■ PASSAGE SHOWN ■
(begin)

# Favorite way to teach hold the dumbell



## CometDog (Aug 22, 2017)

I've seen it taught a few ways now. Anyone care to share what worked for them?


----------



## Jax08 (Feb 13, 2009)

It depends on the dog and the natural hold they may or may not have.

Shaping is the best way to start. This video is a step in the progression of the shaping process

https://www.facebook.com/completecanine10/videos/1711828799059551/


----------



## mycobraracr (Dec 4, 2011)

Depends on the dog. With Terra and Kimber, it was basically a forced hold. I put her in a corner of a small room, stand next to her, put the dumbbell in her mouth and make her hold it. When she put it in her mouth, I would "out" her, release her from the corner and reward it. Once she understood to take the dumbbell, I started smacking the dumbbell to make her hold it tight without chewing on it. Once she would take it and hold without chewing, I would start to have her work on fronts with it and starting to heel with it. To the point of doing a full OB routine with the dumbbell in her mouth. Then I started to hold it out in front of her, make her lean forward and take it, gradually increasing distance and going closer to the ground until I could start tossing it.

(end)

■ INFORMATION GIVEN ■
(begin)

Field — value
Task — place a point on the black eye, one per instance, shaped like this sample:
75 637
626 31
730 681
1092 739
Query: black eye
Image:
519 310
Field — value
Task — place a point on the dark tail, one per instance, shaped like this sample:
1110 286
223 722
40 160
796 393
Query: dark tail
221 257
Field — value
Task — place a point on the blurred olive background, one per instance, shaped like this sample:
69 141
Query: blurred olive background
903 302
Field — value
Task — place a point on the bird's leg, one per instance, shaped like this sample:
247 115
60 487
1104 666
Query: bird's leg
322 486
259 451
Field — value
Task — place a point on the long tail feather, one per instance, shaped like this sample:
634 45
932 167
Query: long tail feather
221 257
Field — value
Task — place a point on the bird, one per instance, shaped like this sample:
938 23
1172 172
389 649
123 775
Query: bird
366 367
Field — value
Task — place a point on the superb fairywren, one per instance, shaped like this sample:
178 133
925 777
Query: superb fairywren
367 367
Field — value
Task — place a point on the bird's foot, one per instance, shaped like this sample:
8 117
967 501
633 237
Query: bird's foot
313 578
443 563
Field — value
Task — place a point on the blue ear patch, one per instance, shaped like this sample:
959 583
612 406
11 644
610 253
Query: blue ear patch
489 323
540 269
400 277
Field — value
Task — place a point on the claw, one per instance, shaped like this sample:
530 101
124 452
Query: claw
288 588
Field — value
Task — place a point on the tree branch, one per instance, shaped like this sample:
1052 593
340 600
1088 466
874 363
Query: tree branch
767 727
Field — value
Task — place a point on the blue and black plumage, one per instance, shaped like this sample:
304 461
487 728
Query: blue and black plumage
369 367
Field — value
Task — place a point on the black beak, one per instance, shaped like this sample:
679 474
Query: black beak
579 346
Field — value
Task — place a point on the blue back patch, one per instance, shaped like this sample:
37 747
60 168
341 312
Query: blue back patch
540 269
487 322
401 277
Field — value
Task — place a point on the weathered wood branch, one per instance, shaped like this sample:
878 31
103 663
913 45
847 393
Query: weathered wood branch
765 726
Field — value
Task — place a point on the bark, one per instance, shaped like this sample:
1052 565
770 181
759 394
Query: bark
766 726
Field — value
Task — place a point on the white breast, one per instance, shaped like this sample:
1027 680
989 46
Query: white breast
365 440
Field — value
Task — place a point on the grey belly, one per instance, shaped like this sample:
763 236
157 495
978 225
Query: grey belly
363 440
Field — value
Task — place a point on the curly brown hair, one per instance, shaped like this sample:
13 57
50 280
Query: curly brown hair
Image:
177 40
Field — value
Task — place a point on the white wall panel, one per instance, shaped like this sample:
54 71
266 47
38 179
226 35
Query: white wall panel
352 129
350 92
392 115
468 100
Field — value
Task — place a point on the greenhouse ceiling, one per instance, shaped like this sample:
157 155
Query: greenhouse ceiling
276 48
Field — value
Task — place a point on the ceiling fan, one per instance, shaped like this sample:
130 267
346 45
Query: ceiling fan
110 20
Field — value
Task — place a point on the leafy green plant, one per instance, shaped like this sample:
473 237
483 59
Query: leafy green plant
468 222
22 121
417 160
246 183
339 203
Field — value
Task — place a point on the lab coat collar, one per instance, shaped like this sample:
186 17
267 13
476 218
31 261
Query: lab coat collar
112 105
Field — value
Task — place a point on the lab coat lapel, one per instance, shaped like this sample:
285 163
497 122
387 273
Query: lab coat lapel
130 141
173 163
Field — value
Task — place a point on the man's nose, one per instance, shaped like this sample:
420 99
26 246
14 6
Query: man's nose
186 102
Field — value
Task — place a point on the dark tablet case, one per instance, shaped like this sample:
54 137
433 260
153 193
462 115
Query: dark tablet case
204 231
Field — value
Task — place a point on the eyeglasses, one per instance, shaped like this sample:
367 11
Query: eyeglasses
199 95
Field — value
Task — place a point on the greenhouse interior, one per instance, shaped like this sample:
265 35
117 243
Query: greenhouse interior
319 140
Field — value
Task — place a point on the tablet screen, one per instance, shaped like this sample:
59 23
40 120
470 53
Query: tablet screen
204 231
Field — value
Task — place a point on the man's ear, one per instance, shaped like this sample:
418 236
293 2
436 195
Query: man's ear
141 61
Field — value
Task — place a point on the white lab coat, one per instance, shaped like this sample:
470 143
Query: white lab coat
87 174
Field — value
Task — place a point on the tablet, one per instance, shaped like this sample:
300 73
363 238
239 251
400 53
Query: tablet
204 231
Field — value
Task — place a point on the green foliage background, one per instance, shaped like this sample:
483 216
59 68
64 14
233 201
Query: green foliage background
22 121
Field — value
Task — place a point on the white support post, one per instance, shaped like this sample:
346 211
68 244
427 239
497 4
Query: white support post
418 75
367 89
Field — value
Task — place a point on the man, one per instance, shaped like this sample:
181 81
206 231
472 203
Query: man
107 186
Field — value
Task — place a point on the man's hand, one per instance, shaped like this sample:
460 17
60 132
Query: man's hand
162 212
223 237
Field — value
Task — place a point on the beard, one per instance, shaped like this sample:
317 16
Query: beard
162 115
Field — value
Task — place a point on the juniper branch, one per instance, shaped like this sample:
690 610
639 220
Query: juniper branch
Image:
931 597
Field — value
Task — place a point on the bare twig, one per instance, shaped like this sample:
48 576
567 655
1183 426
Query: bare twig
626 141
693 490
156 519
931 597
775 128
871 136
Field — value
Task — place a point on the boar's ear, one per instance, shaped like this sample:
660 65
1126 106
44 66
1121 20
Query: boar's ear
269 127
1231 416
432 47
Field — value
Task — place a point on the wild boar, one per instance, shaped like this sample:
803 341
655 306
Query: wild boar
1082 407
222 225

(end)

■ TO DO ■
(1) Please duplicate the whole dumbbell training thread above the records, word for word.
(2) Extract every line of the records that contains the string "ceiling", matching case exactly.

■ CORRECT ANSWERS ■
(1)
# Favorite way to teach hold the dumbell



## CometDog (Aug 22, 2017)

I've seen it taught a few ways now. Anyone care to share what worked for them?


----------



## Jax08 (Feb 13, 2009)

It depends on the dog and the natural hold they may or may not have.

Shaping is the best way to start. This video is a step in the progression of the shaping process

https://www.facebook.com/completecanine10/videos/1711828799059551/


----------



## mycobraracr (Dec 4, 2011)

Depends on the dog. With Terra and Kimber, it was basically a forced hold. I put her in a corner of a small room, stand next to her, put the dumbbell in her mouth and make her hold it. When she put it in her mouth, I would "out" her, release her from the corner and reward it. Once she understood to take the dumbbell, I started smacking the dumbbell to make her hold it tight without chewing on it. Once she would take it and hold without chewing, I would start to have her work on fronts with it and starting to heel with it. To the point of doing a full OB routine with the dumbbell in her mouth. Then I started to hold it out in front of her, make her lean forward and take it, gradually increasing distance and going closer to the ground until I could start tossing it.

(2)
Task — place a point on the greenhouse ceiling, one per instance, shaped like this sample:
Query: greenhouse ceiling
Task — place a point on the ceiling fan, one per instance, shaped like this sample:
Query: ceiling fan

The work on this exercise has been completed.